-- Exercise aim --
Where the word "wall" appears in a line of the entries below, count that line and give the total alone.

-- Excerpted data --
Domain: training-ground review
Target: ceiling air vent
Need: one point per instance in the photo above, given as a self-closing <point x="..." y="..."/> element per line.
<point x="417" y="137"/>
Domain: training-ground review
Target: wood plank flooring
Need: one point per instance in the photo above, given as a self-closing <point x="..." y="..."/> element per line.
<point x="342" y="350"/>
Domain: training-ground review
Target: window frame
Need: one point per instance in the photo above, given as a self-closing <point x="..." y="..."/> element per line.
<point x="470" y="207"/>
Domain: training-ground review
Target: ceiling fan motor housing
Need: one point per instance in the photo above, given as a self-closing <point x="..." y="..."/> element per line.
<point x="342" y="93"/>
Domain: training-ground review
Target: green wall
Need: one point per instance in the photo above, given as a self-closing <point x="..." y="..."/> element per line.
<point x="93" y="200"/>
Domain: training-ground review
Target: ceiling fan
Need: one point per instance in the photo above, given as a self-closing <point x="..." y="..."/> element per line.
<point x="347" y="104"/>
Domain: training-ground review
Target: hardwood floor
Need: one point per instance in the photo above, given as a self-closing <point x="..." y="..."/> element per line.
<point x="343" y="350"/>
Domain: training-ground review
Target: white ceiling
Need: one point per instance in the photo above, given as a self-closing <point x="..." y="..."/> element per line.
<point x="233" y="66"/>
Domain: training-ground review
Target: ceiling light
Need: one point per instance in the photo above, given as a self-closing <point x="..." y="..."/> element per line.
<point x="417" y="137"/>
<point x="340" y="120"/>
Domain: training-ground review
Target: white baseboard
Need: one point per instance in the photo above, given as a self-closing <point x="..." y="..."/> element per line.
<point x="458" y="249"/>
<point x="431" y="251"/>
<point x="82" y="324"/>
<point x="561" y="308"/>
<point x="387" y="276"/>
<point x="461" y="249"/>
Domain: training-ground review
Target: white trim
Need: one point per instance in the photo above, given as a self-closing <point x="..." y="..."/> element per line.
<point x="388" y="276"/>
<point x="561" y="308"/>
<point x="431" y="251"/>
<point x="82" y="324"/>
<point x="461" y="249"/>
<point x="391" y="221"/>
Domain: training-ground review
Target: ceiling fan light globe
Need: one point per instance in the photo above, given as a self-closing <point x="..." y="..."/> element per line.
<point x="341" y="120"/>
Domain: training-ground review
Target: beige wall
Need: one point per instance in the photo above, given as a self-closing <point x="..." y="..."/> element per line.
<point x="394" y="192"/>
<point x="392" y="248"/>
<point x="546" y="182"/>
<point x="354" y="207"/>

...

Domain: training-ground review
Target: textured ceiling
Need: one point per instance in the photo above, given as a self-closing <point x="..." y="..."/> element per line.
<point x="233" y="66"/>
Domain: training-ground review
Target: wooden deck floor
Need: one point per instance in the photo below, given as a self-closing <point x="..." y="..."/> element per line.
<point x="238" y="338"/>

-- Exercise response --
2